TASK DETAILS:
Starting at the line containing "Practice. Locate the grassy" and continuing through the end of the records, change each "slope" to "hillside". Return only that part, with everything else left as it is.

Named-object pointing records
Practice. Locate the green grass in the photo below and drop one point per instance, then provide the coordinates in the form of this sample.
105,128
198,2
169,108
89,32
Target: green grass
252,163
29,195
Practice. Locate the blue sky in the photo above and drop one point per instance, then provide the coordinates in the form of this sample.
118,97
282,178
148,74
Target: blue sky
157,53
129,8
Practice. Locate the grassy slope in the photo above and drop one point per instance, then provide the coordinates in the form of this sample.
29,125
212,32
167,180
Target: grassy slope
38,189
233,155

WRITTEN SOLUTION:
Practice. Locate the grassy hillside in the photo above and drop one point per instance, then provide the coordinates in the form of this sample.
29,125
212,32
167,180
Target: grassy hillside
38,189
233,155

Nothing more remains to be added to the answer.